* WORK REQUIRED
Count the lines in the items below that contain the string "human", matching case exactly, and reply with only that number.
++++ TASK DATA
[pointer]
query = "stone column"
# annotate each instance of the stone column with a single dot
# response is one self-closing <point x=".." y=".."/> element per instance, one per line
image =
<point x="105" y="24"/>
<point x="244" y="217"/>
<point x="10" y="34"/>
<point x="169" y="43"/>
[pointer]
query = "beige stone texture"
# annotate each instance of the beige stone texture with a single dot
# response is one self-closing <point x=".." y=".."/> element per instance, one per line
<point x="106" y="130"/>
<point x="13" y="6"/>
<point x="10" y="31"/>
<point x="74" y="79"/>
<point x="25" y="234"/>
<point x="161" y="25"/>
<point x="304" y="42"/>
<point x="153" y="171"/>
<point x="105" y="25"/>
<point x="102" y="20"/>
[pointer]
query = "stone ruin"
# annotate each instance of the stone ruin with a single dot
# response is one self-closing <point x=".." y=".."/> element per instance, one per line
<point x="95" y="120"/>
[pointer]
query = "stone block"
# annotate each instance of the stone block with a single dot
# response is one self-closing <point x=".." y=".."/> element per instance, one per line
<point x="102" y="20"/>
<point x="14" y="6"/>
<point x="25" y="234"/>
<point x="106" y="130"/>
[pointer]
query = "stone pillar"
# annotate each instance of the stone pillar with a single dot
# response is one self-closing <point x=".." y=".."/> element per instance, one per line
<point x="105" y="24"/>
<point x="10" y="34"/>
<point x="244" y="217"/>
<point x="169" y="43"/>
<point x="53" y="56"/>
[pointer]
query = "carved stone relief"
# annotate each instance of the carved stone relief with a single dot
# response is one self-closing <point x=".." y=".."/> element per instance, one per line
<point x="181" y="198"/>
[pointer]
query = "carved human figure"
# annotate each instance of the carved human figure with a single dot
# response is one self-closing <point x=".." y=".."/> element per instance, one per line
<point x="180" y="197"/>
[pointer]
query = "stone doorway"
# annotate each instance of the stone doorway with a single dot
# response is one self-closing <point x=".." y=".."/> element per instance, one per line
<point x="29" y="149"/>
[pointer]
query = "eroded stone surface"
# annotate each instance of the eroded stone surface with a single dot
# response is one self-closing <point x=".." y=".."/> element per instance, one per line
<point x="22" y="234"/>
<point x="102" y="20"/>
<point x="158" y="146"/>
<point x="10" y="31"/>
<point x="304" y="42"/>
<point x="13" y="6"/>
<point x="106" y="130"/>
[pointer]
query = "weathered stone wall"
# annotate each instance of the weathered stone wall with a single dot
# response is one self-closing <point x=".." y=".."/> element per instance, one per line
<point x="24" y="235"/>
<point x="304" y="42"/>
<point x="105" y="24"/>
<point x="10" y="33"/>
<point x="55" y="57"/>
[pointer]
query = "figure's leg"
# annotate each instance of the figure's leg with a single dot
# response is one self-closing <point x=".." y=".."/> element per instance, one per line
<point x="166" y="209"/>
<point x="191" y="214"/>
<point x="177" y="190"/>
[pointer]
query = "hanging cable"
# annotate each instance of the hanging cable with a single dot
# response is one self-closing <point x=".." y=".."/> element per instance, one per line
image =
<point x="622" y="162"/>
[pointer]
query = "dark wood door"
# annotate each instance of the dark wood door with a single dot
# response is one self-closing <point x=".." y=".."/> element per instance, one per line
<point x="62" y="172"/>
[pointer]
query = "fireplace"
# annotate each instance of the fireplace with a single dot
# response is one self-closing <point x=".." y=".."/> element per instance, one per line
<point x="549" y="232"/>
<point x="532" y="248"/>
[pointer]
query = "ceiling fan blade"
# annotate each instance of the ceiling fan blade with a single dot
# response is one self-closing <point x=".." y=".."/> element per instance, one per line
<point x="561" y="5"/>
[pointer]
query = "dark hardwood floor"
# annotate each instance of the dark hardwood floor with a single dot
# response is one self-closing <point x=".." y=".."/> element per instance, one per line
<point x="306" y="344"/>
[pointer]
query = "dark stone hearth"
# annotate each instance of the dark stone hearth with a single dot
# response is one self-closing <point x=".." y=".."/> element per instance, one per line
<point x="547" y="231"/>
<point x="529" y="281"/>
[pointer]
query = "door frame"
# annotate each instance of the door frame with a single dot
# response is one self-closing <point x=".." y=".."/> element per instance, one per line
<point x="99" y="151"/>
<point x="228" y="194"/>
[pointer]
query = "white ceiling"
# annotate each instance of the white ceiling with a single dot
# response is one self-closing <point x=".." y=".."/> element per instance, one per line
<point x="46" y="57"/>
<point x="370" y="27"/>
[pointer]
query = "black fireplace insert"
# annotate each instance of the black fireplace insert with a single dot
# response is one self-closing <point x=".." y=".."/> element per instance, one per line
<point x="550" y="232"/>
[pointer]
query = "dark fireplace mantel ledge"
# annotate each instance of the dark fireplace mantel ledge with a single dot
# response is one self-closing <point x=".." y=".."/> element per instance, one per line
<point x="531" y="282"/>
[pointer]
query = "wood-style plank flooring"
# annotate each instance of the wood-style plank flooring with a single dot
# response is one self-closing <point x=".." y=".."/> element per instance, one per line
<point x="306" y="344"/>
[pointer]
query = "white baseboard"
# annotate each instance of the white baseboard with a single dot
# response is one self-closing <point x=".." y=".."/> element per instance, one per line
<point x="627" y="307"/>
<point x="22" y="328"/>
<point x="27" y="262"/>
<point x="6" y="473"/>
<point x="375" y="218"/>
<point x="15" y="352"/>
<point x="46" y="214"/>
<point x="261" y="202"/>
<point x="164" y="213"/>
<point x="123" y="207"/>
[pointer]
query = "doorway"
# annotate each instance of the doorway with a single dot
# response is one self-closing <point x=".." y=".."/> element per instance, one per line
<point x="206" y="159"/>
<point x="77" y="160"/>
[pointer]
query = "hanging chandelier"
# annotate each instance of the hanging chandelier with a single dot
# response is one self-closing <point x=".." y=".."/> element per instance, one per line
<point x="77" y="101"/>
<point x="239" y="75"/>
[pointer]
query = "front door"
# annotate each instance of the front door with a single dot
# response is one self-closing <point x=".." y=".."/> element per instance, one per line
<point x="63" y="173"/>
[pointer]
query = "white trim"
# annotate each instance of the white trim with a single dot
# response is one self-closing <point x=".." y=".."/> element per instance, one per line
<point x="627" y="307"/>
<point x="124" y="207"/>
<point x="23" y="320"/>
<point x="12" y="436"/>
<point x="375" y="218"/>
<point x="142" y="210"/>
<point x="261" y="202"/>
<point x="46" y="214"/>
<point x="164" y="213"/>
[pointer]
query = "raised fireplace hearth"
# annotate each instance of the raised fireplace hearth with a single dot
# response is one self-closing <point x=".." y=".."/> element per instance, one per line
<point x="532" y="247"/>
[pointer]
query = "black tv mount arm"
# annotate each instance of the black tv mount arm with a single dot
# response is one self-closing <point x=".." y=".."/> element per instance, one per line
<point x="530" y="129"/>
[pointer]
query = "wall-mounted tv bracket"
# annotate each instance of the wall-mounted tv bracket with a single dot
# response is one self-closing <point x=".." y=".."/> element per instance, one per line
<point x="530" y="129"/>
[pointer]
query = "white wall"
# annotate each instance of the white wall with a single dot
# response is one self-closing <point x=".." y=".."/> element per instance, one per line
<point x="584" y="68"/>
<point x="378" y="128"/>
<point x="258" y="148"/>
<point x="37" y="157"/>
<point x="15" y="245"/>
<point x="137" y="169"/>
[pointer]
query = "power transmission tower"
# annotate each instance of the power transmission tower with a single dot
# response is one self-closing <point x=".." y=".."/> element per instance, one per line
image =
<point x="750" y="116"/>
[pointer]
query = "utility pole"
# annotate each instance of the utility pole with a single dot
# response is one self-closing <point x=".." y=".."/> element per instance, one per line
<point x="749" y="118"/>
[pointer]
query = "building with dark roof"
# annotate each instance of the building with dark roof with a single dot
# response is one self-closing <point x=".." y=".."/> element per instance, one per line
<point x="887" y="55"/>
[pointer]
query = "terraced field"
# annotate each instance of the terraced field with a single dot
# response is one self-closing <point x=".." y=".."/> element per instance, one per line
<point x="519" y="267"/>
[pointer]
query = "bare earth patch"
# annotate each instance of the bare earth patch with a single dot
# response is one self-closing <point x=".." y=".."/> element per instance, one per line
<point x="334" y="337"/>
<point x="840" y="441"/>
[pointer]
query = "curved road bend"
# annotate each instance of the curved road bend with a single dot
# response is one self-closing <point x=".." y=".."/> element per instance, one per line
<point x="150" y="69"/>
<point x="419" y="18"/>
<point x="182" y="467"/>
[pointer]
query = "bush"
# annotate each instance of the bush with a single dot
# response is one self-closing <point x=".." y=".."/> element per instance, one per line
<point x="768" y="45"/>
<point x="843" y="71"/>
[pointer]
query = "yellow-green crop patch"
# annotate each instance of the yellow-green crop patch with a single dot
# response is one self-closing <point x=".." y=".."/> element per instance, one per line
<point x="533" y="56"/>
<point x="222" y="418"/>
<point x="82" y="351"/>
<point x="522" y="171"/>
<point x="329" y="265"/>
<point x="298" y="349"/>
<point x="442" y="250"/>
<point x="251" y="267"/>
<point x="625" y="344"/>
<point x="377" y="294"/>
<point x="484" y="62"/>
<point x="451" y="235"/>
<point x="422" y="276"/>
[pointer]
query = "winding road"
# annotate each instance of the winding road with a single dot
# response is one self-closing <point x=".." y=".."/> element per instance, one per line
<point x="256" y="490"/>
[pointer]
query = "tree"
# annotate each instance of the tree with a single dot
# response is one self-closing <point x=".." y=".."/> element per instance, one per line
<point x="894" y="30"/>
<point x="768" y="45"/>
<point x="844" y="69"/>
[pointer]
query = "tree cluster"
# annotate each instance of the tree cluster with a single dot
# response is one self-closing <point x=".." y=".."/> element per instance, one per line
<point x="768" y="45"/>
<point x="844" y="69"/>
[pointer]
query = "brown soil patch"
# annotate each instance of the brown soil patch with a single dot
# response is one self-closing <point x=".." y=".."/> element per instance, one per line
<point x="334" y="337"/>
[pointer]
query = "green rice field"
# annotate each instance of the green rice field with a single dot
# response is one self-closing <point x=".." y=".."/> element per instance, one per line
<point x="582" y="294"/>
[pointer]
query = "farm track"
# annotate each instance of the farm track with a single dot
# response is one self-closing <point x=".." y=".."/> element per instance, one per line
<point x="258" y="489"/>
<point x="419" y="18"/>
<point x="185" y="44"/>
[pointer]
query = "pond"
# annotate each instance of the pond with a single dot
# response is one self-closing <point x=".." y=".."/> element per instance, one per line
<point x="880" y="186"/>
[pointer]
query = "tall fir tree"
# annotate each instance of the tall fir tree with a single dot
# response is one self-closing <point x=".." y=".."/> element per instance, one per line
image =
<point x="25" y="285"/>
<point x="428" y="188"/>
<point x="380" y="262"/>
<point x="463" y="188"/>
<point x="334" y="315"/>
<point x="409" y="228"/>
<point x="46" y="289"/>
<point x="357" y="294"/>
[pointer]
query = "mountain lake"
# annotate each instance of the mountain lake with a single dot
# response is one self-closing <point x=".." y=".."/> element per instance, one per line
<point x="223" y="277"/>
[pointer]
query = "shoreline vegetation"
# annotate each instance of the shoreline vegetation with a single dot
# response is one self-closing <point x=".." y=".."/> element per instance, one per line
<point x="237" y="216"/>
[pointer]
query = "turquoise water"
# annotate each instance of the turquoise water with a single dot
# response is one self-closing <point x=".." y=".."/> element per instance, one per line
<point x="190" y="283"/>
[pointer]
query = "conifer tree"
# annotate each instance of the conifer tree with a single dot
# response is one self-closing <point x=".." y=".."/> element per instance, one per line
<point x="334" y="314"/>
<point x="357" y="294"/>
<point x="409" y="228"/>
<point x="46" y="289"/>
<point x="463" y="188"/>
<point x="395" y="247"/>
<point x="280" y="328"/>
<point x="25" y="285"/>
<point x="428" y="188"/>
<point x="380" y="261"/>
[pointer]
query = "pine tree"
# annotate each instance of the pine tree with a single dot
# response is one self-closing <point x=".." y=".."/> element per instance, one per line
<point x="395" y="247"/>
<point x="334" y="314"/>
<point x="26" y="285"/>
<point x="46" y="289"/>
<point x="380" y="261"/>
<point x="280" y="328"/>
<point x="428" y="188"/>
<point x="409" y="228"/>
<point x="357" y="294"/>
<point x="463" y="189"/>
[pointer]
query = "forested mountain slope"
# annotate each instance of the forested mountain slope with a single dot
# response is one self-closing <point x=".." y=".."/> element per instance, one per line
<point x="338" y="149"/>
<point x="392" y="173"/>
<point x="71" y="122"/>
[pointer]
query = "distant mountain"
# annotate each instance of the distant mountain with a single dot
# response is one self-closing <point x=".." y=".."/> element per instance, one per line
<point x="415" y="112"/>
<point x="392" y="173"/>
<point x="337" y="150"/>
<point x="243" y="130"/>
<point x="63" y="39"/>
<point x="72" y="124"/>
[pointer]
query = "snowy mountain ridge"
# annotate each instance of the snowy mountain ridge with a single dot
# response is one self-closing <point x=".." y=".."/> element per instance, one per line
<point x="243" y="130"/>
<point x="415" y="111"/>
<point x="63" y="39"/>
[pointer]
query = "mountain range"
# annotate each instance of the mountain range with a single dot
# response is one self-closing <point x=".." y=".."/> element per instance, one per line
++++++++
* THE RESPONSE
2